W3C home > Mailing lists > Public > www-tag@w3.org > February 2009

Re: broken links in W3C documents and recommendations

From: John Kemp <john.kemp@nokia.com>
Date: Thu, 12 Feb 2009 11:42:53 -0500
Cc: "www-tag@w3.org WG" <www-tag@w3.org>
Message-Id: <187EA754-DD5C-471B-BDAA-C92F530E0836@nokia.com>
To: ext Larry Masinter <masinter@adobe.com>

On Feb 11, 2009, at 7:00 PM, ext Larry Masinter wrote:

[...]

> I think the response should be two-fold:
>
> a)      When publishing a document as a Note, Working Draft or any  
> other permanent W3C publication,  the criteria for publication  
> should examine any hyperlinks in the document and attempt to assure  
> (from author or editor assertion or some other means) that there is  
> a reasonable commitment that the referenced document will be  
> available indefinitely. This policy might have prevented the current  
> situation.

I certainly agree that we should attempt to verify our bibliographic  
references. One way I'm familiar with from previous standards I've  
edited is the following:

(From the Chicago Manual of Style [1])

Philip B. Kurland and Ralph Lerner, eds., The Founders’ Constitution  
(Chicago: University of Chicago Press, 1987), http://press-pubs.uchicago.edu/founders/ 
  (accessed June 27, 2006).

I would suggest adding a 'last accessed' date to references that  
contain links.

>
> b)      In cases where current W3C permanent publications contain  
> links that are broken (discovered either automatically or noted and  
> reported by an individual), I suggest the W3C create a permanent  
> “reference” page for the now-broken hyperlink, add to the  
> “reference” page some possible alternative sources of the same  
> document, and change the hyperlink in the W3C document to point to  
> the “reference” page.

━━━━━━━━━━

**Objective 1**
Name every header field label that appears in the mailing-list message above, from the sender line through the recipient line.
**Objective 2**
Reproduce the mailing-list message from "(From the Chicago" to "contain links.", swapping "references" for "citations".

Stored items from a collection:
━━━━━━━━━━

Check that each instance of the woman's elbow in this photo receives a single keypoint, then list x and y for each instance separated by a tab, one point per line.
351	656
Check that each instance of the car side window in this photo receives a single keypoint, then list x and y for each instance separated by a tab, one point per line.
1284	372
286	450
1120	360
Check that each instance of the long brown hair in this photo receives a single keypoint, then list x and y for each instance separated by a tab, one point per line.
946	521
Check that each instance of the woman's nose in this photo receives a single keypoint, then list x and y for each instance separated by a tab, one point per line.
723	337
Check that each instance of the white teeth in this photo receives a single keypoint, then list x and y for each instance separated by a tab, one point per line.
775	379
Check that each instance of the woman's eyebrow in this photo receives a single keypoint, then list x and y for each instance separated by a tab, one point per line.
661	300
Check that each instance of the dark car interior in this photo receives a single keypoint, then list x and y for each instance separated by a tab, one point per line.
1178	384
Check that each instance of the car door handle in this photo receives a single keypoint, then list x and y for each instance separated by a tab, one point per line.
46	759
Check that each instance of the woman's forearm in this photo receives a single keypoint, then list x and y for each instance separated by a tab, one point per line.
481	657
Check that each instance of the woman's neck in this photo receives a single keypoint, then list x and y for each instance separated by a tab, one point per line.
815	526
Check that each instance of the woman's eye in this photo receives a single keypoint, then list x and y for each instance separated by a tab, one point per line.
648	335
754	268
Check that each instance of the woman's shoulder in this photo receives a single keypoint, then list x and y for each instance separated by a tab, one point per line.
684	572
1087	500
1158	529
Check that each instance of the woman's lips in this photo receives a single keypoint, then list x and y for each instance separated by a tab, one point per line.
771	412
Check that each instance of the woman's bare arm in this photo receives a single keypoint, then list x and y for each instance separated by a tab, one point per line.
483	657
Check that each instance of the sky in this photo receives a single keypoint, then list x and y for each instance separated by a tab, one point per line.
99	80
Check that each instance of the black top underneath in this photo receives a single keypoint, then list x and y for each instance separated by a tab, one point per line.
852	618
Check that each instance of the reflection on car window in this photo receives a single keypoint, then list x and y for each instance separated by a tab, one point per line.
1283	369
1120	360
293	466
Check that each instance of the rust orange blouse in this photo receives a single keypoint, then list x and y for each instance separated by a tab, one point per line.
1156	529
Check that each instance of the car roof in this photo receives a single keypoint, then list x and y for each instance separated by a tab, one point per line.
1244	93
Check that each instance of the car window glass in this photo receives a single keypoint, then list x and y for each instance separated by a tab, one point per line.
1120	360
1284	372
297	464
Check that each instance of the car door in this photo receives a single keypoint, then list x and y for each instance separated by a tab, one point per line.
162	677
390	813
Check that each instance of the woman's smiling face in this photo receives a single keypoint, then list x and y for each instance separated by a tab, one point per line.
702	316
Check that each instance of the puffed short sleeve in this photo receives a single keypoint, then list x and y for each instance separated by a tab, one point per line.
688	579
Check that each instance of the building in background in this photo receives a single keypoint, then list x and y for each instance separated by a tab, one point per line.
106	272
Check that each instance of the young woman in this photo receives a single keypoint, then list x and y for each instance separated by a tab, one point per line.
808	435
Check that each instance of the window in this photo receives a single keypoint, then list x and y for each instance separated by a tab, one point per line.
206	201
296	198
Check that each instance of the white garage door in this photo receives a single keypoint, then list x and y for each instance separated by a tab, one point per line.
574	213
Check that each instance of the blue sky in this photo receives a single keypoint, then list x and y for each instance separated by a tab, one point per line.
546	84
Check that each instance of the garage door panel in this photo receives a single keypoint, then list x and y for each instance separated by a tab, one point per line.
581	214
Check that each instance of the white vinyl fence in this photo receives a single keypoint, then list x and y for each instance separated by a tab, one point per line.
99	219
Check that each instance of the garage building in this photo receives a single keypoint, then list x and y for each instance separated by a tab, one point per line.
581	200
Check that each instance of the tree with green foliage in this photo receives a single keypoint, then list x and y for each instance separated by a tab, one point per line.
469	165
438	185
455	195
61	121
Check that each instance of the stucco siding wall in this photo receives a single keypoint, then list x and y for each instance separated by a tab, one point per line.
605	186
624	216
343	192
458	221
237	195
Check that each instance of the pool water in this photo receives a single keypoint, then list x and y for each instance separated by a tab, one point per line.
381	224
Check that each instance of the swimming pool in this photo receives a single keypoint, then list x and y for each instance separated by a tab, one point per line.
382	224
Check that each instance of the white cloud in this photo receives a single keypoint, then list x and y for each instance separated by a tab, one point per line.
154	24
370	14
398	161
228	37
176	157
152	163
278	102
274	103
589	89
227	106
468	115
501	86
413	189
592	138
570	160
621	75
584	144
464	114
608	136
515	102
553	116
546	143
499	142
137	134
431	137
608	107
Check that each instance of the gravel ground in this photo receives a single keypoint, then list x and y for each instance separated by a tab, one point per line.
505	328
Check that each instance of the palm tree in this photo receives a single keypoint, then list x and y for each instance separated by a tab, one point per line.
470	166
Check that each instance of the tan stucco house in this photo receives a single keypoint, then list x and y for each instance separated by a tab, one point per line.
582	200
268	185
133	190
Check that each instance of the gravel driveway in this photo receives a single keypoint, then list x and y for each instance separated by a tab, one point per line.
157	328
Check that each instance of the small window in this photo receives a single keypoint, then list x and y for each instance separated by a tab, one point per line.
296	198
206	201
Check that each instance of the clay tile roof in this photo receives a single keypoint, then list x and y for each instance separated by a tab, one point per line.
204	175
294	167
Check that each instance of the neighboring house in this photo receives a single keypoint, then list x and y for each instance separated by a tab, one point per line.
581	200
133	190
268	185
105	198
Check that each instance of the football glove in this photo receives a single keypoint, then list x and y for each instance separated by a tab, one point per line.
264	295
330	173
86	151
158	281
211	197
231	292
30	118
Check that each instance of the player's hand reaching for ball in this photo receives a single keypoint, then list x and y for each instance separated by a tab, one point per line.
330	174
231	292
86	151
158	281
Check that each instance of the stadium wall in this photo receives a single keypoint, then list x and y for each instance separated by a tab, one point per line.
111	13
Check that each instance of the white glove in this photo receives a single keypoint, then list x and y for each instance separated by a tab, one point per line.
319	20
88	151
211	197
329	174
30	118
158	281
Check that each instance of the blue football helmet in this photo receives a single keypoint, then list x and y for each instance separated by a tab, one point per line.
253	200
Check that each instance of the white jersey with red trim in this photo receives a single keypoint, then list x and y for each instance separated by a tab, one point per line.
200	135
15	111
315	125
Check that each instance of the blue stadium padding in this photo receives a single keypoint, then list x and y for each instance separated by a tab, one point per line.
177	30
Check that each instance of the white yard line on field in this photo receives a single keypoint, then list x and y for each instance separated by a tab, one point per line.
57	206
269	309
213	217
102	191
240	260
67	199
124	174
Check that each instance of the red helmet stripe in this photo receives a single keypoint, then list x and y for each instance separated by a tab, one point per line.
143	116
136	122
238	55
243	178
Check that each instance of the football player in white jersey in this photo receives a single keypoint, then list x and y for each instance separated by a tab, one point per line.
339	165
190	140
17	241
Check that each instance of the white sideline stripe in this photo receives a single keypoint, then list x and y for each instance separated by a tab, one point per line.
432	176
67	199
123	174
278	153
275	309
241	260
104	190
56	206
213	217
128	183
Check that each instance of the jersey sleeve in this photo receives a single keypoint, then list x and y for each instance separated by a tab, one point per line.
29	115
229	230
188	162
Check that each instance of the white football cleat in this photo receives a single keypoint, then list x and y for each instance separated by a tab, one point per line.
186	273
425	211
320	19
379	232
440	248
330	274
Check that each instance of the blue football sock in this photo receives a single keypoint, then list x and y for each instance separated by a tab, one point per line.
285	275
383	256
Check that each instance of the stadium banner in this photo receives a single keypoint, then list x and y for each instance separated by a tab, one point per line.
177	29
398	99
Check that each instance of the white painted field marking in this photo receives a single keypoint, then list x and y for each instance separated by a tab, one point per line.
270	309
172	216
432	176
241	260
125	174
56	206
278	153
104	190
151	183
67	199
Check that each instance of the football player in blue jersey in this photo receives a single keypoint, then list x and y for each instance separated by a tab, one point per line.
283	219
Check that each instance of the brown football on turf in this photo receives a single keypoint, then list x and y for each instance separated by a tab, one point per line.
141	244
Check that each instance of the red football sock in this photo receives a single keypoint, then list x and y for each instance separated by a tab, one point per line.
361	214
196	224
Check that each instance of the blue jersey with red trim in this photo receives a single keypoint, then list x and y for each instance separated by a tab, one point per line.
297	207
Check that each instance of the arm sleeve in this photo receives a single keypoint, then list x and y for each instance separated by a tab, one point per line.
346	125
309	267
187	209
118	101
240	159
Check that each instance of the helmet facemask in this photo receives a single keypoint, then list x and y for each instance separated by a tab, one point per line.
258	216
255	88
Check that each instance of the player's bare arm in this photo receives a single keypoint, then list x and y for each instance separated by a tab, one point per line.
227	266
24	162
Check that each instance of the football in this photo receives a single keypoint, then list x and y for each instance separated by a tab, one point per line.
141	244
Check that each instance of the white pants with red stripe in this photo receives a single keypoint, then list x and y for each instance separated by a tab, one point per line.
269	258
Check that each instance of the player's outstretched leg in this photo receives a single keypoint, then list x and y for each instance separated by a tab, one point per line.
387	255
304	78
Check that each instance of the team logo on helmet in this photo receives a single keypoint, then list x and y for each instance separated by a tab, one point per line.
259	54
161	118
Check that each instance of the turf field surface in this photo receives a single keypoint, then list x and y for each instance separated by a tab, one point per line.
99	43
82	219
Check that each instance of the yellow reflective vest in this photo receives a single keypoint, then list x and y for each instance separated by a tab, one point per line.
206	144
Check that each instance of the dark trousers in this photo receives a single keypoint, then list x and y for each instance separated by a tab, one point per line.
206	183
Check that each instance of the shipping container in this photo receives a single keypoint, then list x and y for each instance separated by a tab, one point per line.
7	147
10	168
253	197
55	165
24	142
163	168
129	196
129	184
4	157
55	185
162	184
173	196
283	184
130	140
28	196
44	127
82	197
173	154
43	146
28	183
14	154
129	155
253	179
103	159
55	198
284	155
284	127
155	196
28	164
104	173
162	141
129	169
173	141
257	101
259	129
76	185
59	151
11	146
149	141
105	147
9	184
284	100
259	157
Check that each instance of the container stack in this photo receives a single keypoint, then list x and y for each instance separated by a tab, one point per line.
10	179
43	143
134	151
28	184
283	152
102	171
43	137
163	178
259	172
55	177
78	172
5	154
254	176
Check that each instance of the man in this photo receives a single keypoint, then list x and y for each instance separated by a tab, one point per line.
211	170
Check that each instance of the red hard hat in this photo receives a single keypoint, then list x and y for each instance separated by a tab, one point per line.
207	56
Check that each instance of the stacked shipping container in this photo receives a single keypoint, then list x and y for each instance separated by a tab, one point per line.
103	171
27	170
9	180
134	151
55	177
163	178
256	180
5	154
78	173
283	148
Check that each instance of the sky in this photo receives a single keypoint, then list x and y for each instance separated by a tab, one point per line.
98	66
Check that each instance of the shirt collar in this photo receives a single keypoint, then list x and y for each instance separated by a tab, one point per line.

━━━━━━━━━━

**Full solution 1**
From, Date, Cc, Message-Id, To

**Full solution 2**
(From the Chicago Manual of Style [1])

Philip B. Kurland and Ralph Lerner, eds., The Founders’ Constitution  
(Chicago: University of Chicago Press, 1987), http://press-pubs.uchicago.edu/founders/ 
  (accessed June 27, 2006).

I would suggest adding a 'last accessed' date to citations that  
contain links.